◆ TEKS BACAAN ◆
□ □ □ □ □

Lektornya ada di kanan altar, Pastornya di sebelah kiri. Mimbar Pastor dan kursinya berhadap-hadapan. Well, sejujurnya salah satu lektor yang masih muda tampak cantik. Pastornya tampak muda dan beruban, mungkin seangkatan Romo Yakin di Cikarang. Unik ketika Pastor menyapa umat dengan “Suster, Oma, Opa, Bapak, Ibu, dan Teman-Teman sekalian”. Memang, sebagai Gereja di tengah kota Jakarta yang nyaris ‘mati’ pertumbuhannya karena lahannya sudah penuh semua, Oma dan Opa adalah umat yang mendominasi. Saya memandang dari sisi kependudukan, karena sekarang keluarga muda nyaris nggak bisa tinggal di Jakarta. Kalau tinggal di Jakarta itu pilihannya cuma rumah orangtua, apartemen, ngontrak, atau memang kaya raya sampai bisa beli rumah di Menteng masa kini. Tapi, nyatanya masih banyak anak-anak di Gereja Jalan Malang ini. Menarik sekali.
Oya, sampai lupa. Mungkin karena faktor desain, misa dimulai dari belakang, karena tampaknya sakristinya di belakang. Jadi di depan itu murni altar, berikut koor di sisi kanan. Tatib di Jalan Malang cukup mumpuni, tidak semacam di paroki-paroki yang rerata banyak umat baru yang pasti disuruh tatib, sehingga kadang pahpoh.

□ □ □ □ □

◆ DATA YANG TERSEDIA ◆
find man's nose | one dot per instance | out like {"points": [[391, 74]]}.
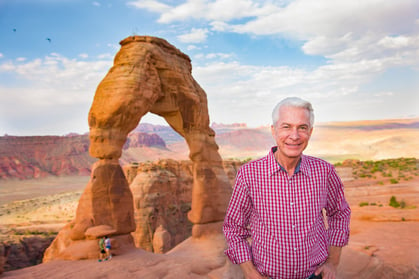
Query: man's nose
{"points": [[294, 134]]}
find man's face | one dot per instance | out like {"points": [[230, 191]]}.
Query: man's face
{"points": [[292, 132]]}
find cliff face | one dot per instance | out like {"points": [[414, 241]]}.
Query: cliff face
{"points": [[162, 193], [41, 156]]}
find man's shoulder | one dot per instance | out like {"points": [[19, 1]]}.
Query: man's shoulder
{"points": [[312, 161], [254, 163]]}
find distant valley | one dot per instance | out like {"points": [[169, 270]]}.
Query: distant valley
{"points": [[42, 156]]}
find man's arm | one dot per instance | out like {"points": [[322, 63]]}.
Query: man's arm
{"points": [[250, 271], [329, 268], [236, 223]]}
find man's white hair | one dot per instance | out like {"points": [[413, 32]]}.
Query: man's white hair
{"points": [[293, 102]]}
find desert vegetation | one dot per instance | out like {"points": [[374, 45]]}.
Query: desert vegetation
{"points": [[392, 170]]}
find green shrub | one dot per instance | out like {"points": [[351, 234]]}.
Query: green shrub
{"points": [[393, 202]]}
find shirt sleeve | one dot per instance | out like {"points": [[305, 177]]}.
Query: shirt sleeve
{"points": [[338, 212], [236, 223]]}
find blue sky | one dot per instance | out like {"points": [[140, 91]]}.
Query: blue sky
{"points": [[354, 60]]}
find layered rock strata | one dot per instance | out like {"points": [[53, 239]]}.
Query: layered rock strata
{"points": [[148, 75]]}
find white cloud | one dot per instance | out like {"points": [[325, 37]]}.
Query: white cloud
{"points": [[195, 36], [51, 90], [151, 5], [191, 47]]}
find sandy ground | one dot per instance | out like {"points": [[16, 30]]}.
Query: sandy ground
{"points": [[384, 241]]}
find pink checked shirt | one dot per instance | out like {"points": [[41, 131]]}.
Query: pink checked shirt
{"points": [[282, 215]]}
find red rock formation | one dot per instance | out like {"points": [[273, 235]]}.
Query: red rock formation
{"points": [[149, 75], [142, 139], [162, 198], [41, 156]]}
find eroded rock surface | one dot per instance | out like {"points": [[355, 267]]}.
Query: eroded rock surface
{"points": [[148, 75], [162, 198]]}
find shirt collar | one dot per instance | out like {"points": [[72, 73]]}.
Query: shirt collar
{"points": [[274, 166]]}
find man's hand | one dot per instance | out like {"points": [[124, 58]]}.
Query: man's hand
{"points": [[250, 271], [329, 269]]}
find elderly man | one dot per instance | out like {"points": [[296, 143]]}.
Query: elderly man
{"points": [[287, 217]]}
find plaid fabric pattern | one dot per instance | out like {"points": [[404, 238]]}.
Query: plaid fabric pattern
{"points": [[276, 220]]}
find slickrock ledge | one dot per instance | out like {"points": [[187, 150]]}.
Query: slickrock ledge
{"points": [[148, 75]]}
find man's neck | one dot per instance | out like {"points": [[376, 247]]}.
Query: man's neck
{"points": [[289, 164]]}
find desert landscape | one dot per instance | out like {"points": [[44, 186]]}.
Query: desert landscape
{"points": [[160, 192], [381, 187]]}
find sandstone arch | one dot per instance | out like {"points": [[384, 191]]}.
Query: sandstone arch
{"points": [[148, 75]]}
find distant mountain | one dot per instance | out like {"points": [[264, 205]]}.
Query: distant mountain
{"points": [[41, 156], [31, 157]]}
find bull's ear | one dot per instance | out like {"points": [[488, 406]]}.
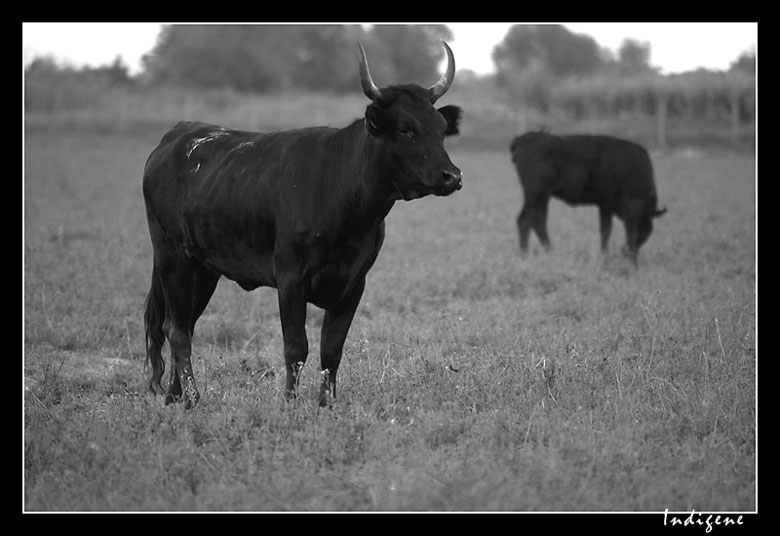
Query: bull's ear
{"points": [[373, 120], [453, 115]]}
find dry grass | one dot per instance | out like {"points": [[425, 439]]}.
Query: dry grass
{"points": [[581, 384]]}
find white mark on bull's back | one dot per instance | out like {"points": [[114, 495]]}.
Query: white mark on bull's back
{"points": [[197, 142]]}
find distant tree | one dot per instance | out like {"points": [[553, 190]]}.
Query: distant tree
{"points": [[276, 57], [550, 48], [115, 74], [634, 57], [746, 63], [407, 53]]}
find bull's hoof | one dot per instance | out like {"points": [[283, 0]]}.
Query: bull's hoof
{"points": [[190, 401]]}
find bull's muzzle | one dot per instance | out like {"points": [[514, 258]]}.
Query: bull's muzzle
{"points": [[451, 180]]}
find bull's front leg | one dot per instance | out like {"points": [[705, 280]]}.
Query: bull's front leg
{"points": [[335, 326], [292, 310]]}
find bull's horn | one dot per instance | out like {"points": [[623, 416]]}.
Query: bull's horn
{"points": [[369, 88], [440, 88]]}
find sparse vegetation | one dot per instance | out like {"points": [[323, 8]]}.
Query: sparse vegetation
{"points": [[473, 379]]}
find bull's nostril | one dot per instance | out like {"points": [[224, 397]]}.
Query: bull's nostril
{"points": [[451, 176]]}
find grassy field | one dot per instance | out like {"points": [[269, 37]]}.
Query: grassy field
{"points": [[582, 384]]}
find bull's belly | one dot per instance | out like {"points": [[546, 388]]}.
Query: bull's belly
{"points": [[248, 273]]}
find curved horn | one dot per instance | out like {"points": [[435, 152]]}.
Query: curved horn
{"points": [[440, 88], [369, 88]]}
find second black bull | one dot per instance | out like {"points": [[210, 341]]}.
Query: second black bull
{"points": [[615, 175]]}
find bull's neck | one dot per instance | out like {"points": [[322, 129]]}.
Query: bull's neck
{"points": [[370, 192]]}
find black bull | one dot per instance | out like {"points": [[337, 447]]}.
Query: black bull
{"points": [[615, 175], [300, 210]]}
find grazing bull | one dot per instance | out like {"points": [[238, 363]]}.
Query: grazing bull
{"points": [[613, 174], [299, 210]]}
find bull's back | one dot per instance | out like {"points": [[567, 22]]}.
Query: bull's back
{"points": [[205, 198], [606, 170]]}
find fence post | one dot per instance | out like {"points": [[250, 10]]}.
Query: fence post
{"points": [[734, 103], [661, 99]]}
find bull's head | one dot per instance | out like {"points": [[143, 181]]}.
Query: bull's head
{"points": [[411, 132]]}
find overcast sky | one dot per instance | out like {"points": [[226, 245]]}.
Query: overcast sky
{"points": [[675, 47]]}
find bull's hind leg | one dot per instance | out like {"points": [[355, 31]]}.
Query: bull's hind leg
{"points": [[187, 287], [605, 228], [524, 227], [335, 327], [540, 222]]}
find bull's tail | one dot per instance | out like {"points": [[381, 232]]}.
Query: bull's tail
{"points": [[154, 315]]}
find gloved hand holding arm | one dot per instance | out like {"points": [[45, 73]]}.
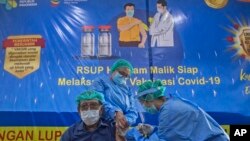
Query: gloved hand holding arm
{"points": [[145, 129]]}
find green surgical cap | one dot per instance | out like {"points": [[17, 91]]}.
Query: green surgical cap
{"points": [[149, 90], [90, 95], [120, 63]]}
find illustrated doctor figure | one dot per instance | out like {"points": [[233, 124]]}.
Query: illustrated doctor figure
{"points": [[161, 29]]}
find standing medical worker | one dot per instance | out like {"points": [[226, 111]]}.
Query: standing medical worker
{"points": [[161, 30], [179, 119], [118, 94]]}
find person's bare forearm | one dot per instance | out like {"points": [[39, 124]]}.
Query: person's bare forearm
{"points": [[125, 27]]}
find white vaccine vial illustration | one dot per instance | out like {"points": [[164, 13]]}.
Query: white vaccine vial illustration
{"points": [[104, 41], [87, 41]]}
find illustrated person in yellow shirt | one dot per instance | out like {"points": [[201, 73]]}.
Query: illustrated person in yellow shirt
{"points": [[132, 33]]}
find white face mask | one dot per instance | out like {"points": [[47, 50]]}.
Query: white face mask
{"points": [[90, 117]]}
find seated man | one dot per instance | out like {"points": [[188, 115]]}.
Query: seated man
{"points": [[92, 127], [130, 29]]}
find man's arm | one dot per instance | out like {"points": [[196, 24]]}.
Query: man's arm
{"points": [[122, 27]]}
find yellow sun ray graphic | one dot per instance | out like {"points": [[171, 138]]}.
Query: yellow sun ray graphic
{"points": [[239, 37]]}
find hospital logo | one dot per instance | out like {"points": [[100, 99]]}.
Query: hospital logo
{"points": [[239, 38], [245, 41]]}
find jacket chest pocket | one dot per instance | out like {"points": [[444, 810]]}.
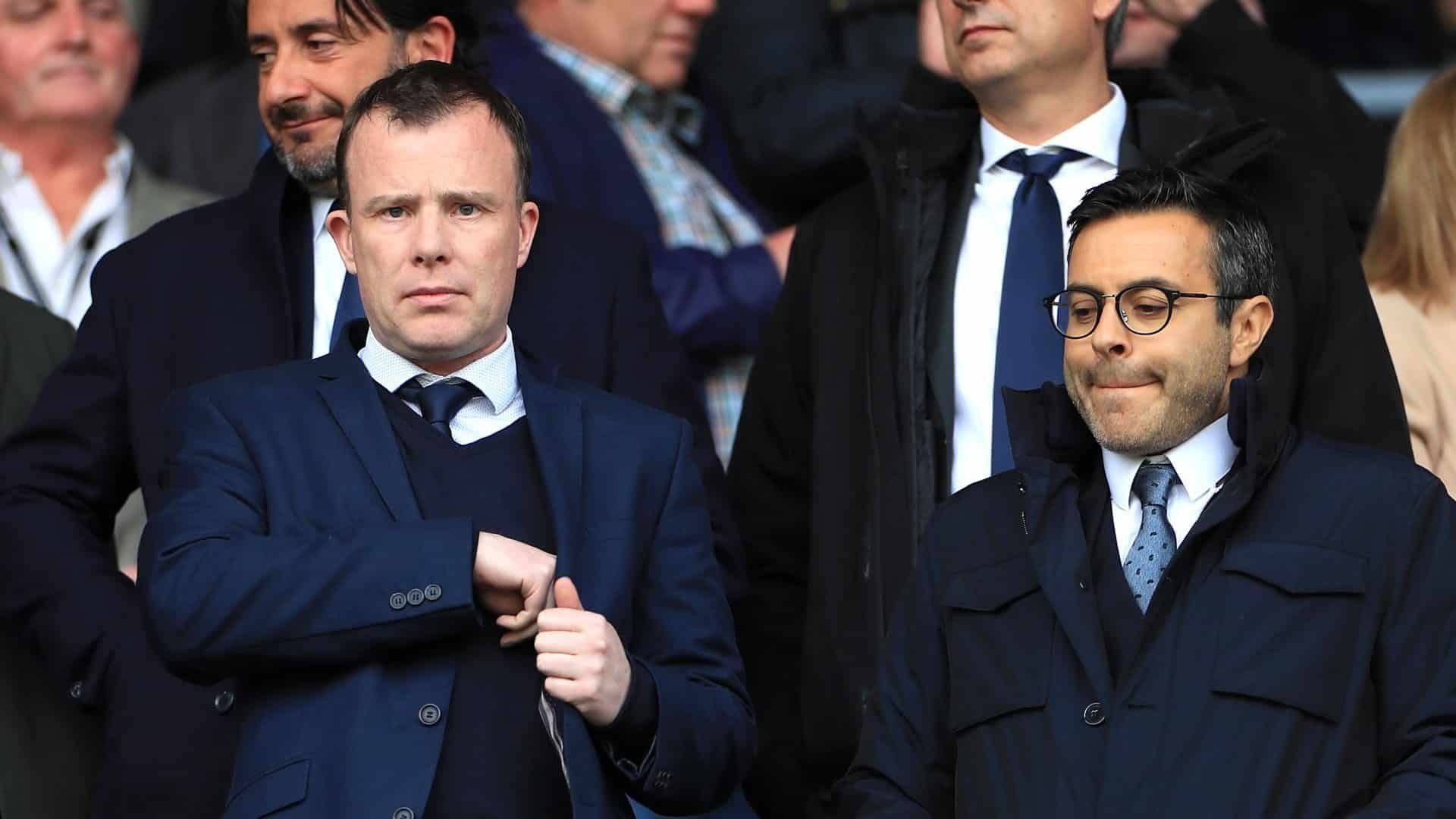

□ □ □ □ □

◆ PETUNJUK TUGAS ◆
1 > Salin dengan tepat bagian teks bacaan yang dimulai dari kata-kata "Lektornya ada di" dan berhenti setelah kata-kata "ini. Menarik sekali.".
2 > Jawablah pertanyaan berikut berdasarkan teks bacaan.
(a) Di sisi altar manakah lektor berada?
(b) Umat dari kelompok mana yang disebut mendominasi?
(c) Dari bagian mana misa dimulai?

◆ JAWABAN TUGAS ◆
1 >
Lektornya ada di kanan altar, Pastornya di sebelah kiri. Mimbar Pastor dan kursinya berhadap-hadapan. Well, sejujurnya salah satu lektor yang masih muda tampak cantik. Pastornya tampak muda dan beruban, mungkin seangkatan Romo Yakin di Cikarang. Unik ketika Pastor menyapa umat dengan “Suster, Oma, Opa, Bapak, Ibu, dan Teman-Teman sekalian”. Memang, sebagai Gereja di tengah kota Jakarta yang nyaris ‘mati’ pertumbuhannya karena lahannya sudah penuh semua, Oma dan Opa adalah umat yang mendominasi. Saya memandang dari sisi kependudukan, karena sekarang keluarga muda nyaris nggak bisa tinggal di Jakarta. Kalau tinggal di Jakarta itu pilihannya cuma rumah orangtua, apartemen, ngontrak, atau memang kaya raya sampai bisa beli rumah di Menteng masa kini. Tapi, nyatanya masih banyak anak-anak di Gereja Jalan Malang ini. Menarik sekali.

2 >
(a) Lektor berada di sisi kanan altar.
(b) Umat yang mendominasi adalah Oma dan Opa.
(c) Misa dimulai dari belakang.